Some records:
════════════════
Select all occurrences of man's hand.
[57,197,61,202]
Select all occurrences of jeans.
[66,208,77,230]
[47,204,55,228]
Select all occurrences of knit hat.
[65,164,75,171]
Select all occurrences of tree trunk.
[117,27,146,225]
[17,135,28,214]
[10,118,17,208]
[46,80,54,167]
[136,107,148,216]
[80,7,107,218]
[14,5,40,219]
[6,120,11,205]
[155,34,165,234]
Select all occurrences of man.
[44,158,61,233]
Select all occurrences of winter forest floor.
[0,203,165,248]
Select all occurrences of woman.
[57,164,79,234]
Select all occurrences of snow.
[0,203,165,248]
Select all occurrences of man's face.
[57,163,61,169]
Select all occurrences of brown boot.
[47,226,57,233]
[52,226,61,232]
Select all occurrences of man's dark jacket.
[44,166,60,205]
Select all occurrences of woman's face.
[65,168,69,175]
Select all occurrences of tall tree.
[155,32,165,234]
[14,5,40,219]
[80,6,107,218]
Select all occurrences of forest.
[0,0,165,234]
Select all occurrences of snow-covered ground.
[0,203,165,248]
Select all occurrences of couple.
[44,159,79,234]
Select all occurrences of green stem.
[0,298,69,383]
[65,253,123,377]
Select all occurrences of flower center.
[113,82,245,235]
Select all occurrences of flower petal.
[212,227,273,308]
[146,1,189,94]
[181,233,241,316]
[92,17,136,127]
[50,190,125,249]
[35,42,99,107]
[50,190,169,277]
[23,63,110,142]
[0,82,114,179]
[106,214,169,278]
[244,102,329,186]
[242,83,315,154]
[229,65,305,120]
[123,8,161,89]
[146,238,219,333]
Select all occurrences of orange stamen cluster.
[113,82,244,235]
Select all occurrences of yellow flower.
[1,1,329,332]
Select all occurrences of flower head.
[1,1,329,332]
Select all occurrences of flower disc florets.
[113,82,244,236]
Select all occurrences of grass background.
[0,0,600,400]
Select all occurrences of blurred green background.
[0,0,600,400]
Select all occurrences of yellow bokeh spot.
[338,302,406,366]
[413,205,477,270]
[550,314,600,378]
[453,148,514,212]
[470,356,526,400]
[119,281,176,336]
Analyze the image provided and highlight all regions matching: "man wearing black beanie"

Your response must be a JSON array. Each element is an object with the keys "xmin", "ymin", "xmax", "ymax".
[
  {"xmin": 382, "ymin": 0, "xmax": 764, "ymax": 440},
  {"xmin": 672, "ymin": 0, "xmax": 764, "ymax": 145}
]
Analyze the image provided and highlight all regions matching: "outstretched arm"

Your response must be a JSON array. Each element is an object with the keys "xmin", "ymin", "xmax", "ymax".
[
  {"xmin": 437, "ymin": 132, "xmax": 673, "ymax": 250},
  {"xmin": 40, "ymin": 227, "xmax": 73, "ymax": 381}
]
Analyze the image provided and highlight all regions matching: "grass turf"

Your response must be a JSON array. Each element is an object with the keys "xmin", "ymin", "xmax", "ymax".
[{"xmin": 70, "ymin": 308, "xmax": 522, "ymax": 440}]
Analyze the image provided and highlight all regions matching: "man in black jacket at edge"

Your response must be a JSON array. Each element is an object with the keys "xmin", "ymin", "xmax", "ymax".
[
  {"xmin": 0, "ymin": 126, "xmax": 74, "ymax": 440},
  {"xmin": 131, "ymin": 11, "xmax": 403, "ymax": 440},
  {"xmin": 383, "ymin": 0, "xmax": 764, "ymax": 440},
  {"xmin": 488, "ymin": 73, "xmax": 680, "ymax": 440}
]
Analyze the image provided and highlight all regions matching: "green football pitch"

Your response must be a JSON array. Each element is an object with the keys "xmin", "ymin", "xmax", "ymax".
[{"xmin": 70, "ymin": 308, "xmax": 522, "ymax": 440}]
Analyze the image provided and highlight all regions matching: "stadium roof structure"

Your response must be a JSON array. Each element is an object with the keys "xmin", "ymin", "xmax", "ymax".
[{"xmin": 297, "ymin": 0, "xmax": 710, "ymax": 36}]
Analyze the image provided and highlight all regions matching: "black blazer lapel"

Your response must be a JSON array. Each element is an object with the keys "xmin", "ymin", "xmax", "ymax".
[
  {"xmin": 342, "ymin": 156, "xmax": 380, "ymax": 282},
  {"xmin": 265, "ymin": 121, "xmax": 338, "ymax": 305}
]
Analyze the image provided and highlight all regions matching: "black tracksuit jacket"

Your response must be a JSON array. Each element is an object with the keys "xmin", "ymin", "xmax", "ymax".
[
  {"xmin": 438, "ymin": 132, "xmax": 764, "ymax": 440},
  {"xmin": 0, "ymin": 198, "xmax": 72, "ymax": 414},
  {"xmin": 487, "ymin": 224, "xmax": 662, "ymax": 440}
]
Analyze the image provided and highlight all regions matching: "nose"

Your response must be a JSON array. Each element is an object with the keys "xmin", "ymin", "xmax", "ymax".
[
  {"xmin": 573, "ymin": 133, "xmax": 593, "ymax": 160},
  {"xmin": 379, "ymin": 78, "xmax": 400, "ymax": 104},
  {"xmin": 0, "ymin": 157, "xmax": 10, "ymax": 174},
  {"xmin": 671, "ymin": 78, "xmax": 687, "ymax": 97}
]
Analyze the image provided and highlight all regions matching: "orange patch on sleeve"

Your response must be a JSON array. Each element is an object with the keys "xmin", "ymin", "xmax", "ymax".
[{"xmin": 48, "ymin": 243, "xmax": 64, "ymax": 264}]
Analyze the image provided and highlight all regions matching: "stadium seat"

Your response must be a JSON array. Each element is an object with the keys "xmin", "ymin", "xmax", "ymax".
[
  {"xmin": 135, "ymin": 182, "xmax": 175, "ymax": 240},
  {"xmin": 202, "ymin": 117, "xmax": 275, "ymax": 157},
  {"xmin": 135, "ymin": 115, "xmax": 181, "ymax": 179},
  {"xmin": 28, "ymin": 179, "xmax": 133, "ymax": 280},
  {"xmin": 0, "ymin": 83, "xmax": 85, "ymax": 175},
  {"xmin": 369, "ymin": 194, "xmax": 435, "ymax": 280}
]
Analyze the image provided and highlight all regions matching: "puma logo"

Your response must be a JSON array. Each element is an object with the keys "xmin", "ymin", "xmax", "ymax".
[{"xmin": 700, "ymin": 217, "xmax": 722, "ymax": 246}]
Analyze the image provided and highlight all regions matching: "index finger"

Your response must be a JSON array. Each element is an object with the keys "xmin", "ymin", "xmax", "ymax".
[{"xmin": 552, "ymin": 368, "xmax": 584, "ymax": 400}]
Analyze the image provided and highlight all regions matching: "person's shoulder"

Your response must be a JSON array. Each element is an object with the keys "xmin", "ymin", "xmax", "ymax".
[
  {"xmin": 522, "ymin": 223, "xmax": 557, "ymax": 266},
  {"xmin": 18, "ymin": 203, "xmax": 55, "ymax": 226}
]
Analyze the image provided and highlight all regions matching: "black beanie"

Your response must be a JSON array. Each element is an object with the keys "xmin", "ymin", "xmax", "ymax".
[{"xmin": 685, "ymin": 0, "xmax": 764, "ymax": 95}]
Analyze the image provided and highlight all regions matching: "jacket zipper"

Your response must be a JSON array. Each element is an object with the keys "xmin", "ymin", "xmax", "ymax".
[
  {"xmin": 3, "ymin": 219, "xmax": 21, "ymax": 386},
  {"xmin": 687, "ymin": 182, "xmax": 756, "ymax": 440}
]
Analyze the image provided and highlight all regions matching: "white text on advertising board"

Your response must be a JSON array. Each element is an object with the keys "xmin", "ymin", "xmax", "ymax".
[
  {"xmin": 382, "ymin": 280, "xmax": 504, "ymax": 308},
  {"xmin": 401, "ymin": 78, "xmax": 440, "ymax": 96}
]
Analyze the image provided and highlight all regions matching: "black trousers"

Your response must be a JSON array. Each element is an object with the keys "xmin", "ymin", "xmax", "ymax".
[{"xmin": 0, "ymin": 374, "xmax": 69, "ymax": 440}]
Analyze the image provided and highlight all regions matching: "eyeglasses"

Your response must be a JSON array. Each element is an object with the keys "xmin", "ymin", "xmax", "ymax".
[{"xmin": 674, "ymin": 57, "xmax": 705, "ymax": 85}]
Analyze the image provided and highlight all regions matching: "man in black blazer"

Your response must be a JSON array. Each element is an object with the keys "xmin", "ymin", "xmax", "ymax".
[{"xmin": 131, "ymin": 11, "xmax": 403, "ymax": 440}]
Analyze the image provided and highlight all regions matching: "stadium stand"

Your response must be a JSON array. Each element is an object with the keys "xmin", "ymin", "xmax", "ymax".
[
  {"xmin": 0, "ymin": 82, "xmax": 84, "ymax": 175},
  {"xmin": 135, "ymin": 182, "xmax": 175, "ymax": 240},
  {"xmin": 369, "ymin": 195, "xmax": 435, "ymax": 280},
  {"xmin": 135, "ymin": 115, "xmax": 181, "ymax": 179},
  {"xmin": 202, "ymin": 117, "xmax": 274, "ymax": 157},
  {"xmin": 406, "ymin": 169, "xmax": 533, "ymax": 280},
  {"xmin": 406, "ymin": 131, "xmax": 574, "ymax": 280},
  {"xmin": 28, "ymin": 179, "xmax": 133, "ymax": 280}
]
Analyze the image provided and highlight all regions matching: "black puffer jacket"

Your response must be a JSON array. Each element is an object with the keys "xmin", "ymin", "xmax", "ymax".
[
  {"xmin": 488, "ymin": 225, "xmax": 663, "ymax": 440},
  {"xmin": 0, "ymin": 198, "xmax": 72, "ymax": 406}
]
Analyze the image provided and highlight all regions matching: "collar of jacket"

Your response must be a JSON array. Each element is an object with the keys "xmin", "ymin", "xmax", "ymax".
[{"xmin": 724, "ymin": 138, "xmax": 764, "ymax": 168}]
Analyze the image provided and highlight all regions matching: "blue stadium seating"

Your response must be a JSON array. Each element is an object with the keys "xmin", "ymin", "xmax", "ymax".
════════════════
SHORT EXERCISE = Reproduce only the entries from the line containing "Select all occurrences of snow." through the line containing "[113,82,244,235]", with "occurrences" renamed to "instances" throughout and everything else unchanged.

OUTPUT =
Select all instances of snow.
[0,203,165,248]
Select all instances of man's face.
[57,163,61,169]
Select all instances of brown boot.
[47,226,57,233]
[52,226,61,232]
Select all instances of man's dark jacket.
[44,166,60,205]
Select all instances of woman's face.
[65,168,69,175]
Select all instances of tall tree.
[155,32,165,234]
[14,5,40,219]
[80,6,107,218]
Select all instances of forest.
[0,0,165,234]
Select all instances of snow-covered ground.
[0,203,165,248]
Select all instances of couple.
[44,159,79,234]
Select all instances of green stem.
[0,298,69,383]
[65,253,123,377]
Select all instances of flower center.
[113,82,245,235]
Select all instances of flower petal.
[212,227,273,308]
[146,1,189,94]
[181,233,241,316]
[92,17,136,127]
[50,190,125,249]
[35,42,99,107]
[50,190,169,277]
[23,63,110,142]
[0,82,114,179]
[106,214,169,278]
[244,102,329,186]
[242,83,315,154]
[229,65,305,120]
[123,8,161,89]
[146,238,219,333]
Select all instances of orange stamen cluster.
[113,82,244,235]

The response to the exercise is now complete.